Aim » Count the lines in the data below that contain the word "pull". Reply with the number alone.

Data for this exercise »

(begin)

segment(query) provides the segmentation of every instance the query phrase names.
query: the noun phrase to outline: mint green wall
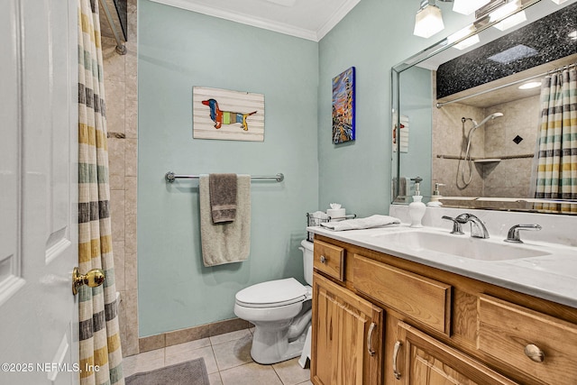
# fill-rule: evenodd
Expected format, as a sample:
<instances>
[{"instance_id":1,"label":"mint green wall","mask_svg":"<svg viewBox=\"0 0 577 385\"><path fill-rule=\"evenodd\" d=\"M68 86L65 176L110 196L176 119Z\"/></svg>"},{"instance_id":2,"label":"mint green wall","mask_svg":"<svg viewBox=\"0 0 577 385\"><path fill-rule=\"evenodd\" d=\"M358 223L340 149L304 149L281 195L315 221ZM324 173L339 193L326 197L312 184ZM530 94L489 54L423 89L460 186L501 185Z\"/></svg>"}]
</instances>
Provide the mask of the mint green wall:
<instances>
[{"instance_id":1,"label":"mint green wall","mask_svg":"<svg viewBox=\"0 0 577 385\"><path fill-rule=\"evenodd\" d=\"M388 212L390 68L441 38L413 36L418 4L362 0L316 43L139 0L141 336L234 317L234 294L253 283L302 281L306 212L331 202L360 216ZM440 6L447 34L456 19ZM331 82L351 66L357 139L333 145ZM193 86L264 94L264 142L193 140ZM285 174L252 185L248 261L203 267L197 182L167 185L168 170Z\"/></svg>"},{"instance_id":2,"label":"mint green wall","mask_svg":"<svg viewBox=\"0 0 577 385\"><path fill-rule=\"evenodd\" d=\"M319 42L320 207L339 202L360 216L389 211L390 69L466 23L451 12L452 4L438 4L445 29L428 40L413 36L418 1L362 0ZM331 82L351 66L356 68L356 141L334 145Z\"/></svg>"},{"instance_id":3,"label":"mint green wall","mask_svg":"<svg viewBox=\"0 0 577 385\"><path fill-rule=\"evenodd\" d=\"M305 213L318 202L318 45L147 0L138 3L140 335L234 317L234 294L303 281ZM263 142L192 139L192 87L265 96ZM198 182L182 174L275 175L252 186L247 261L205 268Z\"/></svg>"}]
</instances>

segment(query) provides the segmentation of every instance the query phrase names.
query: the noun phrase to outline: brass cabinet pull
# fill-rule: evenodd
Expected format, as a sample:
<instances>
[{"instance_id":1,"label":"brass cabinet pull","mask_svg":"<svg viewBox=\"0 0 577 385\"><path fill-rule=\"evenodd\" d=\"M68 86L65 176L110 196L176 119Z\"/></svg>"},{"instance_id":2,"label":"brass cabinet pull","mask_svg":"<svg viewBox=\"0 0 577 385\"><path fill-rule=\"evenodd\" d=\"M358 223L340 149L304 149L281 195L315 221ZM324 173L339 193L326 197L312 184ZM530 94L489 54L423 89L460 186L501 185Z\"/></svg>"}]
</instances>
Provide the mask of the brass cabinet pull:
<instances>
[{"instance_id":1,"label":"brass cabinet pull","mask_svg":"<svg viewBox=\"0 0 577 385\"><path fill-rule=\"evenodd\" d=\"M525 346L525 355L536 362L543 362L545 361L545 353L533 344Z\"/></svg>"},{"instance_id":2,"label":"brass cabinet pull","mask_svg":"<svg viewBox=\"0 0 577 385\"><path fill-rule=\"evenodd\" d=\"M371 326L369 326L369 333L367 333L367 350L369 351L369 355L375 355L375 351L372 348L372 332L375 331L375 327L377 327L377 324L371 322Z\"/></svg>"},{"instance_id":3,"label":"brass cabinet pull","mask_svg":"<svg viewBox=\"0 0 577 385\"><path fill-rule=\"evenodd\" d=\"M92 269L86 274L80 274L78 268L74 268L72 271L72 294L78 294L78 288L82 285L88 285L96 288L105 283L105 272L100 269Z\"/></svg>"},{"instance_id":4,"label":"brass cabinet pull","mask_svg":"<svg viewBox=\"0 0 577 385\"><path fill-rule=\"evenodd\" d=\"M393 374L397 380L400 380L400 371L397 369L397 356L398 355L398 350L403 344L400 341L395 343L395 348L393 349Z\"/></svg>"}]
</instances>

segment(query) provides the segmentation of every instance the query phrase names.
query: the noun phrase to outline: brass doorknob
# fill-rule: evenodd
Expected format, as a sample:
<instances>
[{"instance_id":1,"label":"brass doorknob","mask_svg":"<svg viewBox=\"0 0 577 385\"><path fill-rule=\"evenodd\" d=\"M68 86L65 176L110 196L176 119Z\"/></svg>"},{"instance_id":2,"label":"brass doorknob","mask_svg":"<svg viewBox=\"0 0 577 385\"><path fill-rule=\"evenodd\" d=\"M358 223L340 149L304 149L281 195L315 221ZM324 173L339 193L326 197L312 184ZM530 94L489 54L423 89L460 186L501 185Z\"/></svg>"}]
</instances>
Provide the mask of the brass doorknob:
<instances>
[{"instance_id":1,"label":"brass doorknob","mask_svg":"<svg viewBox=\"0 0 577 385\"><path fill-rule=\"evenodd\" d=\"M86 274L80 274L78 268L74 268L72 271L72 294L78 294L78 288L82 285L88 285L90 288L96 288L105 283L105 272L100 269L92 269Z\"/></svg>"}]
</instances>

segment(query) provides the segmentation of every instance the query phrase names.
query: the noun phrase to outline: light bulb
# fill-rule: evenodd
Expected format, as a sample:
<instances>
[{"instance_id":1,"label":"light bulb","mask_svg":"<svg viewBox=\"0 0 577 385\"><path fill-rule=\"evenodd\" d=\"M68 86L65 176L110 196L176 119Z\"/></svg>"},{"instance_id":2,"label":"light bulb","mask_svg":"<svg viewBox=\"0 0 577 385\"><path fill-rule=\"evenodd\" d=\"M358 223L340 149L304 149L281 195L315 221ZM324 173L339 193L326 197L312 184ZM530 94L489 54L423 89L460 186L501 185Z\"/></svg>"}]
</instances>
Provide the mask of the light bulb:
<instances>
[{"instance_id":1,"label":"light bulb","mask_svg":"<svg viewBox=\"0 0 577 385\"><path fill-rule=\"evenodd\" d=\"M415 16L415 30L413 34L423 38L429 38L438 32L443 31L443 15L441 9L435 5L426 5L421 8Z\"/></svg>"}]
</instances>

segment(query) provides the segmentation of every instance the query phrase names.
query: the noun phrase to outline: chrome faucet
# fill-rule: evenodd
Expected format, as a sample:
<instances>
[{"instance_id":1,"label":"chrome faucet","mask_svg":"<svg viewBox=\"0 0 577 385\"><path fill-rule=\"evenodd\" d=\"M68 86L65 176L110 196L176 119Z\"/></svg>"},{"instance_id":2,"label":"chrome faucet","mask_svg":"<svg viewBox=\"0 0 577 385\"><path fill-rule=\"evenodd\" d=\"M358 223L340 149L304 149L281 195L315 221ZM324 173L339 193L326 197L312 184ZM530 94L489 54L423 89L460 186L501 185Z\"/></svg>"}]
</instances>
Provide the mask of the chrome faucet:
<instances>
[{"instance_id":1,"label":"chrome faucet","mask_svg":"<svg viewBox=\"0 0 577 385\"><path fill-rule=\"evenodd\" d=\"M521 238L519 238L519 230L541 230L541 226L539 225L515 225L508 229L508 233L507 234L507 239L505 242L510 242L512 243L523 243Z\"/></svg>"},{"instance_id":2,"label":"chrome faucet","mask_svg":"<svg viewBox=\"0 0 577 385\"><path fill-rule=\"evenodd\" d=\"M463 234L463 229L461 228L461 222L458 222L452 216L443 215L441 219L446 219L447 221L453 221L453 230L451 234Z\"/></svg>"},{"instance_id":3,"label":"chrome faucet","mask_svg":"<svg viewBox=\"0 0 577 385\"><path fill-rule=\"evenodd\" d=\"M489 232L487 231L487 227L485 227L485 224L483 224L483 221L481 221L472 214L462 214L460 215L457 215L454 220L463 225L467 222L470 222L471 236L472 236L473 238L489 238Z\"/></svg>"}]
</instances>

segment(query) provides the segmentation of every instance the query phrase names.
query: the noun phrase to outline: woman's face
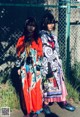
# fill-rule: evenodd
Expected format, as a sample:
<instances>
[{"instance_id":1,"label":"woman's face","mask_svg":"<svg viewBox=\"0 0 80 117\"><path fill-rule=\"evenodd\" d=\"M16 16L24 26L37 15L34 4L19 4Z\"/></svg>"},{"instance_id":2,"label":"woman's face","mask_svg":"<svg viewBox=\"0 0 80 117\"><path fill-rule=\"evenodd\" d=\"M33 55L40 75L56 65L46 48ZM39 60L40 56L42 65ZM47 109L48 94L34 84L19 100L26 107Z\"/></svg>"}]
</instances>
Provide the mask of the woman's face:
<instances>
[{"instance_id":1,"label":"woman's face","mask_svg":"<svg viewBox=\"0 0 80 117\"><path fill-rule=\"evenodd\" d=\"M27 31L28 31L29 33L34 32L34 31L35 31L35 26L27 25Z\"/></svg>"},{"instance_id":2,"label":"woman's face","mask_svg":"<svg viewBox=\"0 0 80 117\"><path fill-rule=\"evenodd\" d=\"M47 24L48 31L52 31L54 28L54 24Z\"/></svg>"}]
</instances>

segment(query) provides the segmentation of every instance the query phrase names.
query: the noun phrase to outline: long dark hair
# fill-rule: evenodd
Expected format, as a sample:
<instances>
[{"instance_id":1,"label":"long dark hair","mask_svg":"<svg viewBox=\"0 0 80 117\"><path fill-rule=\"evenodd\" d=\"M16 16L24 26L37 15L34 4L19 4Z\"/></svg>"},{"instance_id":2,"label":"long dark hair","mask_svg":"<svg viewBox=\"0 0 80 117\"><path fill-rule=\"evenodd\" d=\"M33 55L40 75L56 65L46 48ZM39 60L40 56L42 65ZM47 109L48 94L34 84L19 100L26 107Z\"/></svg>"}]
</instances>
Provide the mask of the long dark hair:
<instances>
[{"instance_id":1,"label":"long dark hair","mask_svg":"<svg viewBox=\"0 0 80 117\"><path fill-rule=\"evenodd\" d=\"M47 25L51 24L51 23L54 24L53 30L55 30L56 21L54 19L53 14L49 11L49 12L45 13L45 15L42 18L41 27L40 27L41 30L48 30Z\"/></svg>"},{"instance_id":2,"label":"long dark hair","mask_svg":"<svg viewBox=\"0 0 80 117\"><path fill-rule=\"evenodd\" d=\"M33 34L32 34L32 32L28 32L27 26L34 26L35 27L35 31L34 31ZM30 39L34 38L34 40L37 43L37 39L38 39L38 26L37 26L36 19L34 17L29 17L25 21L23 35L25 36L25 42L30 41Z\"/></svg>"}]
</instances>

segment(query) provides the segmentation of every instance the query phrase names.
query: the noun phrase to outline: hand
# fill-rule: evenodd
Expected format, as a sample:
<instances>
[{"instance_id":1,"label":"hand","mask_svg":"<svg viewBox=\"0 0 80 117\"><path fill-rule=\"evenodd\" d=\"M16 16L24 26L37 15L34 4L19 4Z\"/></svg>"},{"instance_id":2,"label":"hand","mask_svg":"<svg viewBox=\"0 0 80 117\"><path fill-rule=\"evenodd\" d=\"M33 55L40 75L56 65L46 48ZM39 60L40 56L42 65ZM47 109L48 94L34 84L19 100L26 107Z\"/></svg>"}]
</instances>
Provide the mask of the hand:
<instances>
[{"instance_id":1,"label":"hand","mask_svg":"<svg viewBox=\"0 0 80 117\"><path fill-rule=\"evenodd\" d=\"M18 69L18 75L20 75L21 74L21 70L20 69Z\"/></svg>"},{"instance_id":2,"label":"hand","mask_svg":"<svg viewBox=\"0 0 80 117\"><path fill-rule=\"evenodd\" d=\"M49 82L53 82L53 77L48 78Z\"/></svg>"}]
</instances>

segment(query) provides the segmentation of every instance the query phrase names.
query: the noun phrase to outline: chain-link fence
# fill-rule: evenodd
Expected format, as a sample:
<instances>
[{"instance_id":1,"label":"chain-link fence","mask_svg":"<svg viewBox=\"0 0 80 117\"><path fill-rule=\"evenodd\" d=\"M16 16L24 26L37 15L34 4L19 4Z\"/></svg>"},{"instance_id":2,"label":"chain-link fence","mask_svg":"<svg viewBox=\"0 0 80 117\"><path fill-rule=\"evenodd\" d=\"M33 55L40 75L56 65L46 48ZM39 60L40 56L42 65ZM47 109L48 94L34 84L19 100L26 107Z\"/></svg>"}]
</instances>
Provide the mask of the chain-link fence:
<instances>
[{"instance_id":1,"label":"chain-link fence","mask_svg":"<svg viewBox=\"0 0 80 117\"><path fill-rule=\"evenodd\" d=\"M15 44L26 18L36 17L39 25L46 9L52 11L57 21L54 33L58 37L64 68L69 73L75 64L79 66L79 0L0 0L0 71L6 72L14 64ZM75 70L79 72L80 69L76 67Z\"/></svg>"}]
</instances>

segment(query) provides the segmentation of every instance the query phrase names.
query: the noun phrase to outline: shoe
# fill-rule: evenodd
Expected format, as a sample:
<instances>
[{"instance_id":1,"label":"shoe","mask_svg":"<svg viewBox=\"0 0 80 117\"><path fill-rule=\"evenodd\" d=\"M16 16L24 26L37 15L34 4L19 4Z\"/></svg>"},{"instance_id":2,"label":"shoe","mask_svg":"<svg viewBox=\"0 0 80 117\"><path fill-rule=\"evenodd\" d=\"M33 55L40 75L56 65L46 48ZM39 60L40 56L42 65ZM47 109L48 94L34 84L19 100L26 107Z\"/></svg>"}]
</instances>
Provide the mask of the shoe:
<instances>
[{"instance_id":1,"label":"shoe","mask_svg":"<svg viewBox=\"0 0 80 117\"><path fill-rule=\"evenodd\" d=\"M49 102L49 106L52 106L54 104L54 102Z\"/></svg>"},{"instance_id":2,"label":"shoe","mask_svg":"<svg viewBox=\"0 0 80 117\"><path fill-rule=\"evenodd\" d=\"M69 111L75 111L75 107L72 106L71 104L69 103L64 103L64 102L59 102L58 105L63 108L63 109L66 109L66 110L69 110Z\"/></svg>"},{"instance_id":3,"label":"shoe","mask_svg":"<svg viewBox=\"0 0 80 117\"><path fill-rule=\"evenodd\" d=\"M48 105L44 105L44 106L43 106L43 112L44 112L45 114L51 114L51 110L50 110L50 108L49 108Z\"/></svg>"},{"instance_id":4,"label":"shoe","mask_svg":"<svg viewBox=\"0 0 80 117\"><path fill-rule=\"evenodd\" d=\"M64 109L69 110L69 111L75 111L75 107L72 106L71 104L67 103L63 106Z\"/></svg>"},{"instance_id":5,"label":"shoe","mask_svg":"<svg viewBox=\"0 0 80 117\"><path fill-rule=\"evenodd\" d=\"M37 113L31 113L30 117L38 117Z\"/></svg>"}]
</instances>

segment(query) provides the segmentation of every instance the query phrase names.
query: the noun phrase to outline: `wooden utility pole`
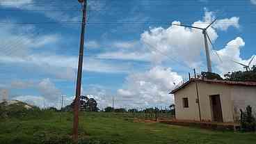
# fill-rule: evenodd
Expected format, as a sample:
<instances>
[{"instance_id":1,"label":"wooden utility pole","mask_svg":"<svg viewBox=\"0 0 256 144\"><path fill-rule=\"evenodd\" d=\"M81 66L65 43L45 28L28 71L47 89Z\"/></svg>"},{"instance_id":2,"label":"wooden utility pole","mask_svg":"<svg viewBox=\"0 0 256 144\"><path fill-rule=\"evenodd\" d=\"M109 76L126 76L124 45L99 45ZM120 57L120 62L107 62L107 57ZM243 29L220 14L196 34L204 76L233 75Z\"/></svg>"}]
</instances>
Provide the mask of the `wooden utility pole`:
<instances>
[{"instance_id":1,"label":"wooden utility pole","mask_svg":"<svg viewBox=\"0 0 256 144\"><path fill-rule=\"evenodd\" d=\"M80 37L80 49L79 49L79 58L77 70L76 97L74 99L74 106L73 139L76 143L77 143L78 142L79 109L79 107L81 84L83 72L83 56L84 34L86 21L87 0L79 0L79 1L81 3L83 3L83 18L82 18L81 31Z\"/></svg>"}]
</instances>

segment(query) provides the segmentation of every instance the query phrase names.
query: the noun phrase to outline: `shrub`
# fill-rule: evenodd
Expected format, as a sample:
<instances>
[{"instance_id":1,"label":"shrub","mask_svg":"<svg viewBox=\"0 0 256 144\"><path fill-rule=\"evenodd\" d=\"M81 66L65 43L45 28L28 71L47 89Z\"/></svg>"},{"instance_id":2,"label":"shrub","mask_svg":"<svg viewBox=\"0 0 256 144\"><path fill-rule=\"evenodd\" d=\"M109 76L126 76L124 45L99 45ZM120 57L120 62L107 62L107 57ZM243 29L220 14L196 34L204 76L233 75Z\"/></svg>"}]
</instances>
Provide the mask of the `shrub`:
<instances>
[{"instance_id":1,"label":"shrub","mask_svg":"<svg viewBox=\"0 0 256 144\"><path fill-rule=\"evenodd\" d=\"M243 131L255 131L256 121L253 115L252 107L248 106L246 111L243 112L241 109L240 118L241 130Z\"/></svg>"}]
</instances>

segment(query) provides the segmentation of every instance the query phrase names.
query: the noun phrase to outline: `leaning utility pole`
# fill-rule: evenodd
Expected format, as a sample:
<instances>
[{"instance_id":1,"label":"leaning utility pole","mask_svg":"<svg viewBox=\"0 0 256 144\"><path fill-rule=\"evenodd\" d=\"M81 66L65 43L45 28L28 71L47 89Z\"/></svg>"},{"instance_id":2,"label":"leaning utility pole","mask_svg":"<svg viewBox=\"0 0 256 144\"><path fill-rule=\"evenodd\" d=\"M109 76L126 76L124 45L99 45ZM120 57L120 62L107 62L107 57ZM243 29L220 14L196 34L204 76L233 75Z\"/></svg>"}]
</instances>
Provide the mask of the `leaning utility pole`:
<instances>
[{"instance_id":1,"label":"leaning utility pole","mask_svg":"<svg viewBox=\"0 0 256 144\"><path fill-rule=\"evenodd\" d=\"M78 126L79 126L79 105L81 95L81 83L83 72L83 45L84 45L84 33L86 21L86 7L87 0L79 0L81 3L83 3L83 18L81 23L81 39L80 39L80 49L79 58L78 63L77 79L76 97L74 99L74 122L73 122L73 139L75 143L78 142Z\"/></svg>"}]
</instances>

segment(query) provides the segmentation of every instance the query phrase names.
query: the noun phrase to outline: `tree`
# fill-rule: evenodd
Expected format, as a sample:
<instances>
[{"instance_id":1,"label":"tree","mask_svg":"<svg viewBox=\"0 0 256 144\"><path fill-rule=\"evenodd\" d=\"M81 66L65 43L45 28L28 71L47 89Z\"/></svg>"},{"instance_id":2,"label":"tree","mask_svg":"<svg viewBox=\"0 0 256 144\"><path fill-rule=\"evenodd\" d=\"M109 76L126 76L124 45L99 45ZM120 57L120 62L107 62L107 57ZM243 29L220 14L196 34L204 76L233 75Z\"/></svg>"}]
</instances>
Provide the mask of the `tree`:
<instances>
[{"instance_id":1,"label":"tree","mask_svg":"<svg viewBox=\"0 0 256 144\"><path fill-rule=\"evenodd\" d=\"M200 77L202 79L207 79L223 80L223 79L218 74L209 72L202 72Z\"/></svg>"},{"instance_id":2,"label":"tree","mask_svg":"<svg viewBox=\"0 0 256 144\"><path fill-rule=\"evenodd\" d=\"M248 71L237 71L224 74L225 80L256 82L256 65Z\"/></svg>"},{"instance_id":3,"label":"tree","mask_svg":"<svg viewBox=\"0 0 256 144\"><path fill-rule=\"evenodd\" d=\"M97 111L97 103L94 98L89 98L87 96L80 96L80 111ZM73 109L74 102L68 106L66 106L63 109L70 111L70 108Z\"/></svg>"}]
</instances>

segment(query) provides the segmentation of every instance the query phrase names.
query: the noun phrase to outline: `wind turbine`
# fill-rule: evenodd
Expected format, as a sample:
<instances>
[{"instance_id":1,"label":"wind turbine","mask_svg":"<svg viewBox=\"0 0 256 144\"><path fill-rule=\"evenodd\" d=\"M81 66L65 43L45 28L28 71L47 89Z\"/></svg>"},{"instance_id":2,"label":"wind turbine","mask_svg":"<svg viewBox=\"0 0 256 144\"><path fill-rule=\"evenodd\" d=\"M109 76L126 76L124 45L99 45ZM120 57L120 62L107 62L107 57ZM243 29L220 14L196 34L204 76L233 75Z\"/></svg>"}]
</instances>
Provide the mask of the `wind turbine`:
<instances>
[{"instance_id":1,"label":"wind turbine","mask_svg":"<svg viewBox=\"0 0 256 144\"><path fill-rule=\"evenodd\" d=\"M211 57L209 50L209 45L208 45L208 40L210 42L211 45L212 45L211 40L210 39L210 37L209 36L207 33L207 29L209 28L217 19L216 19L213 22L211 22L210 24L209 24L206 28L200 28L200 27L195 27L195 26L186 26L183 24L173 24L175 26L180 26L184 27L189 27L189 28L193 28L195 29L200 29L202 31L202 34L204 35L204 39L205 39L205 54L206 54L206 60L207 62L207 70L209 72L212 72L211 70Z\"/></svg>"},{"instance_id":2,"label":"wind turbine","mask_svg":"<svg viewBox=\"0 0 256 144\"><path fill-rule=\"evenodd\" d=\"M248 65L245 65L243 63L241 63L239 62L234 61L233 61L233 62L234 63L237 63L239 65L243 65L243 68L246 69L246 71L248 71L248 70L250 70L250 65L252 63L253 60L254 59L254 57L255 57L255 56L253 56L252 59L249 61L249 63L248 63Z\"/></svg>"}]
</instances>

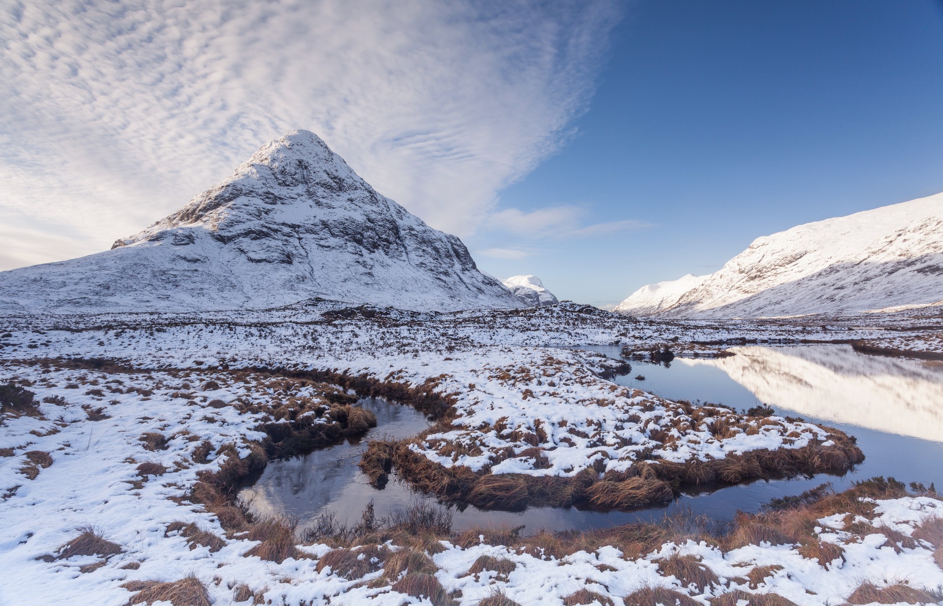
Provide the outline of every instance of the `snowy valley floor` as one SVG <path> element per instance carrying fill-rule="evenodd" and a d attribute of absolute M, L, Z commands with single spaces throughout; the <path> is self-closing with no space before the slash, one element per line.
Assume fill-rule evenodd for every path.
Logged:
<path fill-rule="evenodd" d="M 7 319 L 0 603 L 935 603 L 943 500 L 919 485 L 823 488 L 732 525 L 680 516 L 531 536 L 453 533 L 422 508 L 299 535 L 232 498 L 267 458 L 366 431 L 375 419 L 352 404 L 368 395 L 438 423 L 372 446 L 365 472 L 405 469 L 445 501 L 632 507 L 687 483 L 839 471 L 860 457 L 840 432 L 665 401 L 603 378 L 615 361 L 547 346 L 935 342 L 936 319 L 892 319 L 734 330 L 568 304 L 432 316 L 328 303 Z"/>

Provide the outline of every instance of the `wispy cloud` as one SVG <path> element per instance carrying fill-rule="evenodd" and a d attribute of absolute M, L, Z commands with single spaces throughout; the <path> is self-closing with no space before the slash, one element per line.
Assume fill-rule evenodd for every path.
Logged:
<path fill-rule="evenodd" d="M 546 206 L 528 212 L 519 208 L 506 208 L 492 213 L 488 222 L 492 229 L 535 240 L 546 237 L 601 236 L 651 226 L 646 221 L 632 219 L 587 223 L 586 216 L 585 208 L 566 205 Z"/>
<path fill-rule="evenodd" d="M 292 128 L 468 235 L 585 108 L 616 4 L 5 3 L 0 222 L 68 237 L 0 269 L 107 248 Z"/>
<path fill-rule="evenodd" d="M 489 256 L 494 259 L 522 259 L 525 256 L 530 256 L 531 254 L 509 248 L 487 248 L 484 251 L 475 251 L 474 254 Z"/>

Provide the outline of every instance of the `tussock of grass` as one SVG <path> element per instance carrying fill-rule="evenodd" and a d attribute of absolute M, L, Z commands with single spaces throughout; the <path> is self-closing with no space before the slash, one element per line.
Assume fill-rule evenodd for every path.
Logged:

(end)

Written solution » 4